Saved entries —
===
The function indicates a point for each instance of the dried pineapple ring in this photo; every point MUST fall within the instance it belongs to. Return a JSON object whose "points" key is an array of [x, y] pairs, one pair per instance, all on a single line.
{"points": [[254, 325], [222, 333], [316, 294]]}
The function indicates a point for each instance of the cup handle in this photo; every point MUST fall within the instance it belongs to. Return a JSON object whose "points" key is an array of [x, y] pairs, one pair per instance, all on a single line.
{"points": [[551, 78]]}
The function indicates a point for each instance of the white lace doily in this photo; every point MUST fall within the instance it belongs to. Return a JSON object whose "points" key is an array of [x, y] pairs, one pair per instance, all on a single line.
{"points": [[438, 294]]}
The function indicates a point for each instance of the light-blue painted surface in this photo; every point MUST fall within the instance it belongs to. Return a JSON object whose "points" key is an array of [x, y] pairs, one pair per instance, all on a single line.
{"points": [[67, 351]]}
===
Problem to work on — Each record should come back exactly as written.

Answer to this exercise —
The function indicates a point for each instance of the dried pineapple ring in this photo; every point MUST fall within the instance it belongs to. Return a JSON object whose "points" key is an array of [x, y] pairs, one pair per instance, all on a single line.
{"points": [[254, 325], [222, 333], [316, 294]]}
The function indicates a point for each instance of the cup handle in this photo; every point MUST fall within the instance it belongs to. Return a JSON object whose "points" key is an array of [x, y] pairs, one pair per instance, all on a single line.
{"points": [[551, 78]]}
The function indicates a point for each instance of the white lace doily in this photo; every point MUST fall within the instance it belongs to. Return a JSON object whose "points" key is an array of [x, y] pairs, one pair per instance, all on a single line.
{"points": [[438, 294]]}
The function indicates a point for each instance of the light-blue painted surface in this photo; every point MUST fall within the instance it belongs to. Return a JSON object whose "points" key is an array of [x, y] pairs, one pair per instance, all on a single line.
{"points": [[67, 351]]}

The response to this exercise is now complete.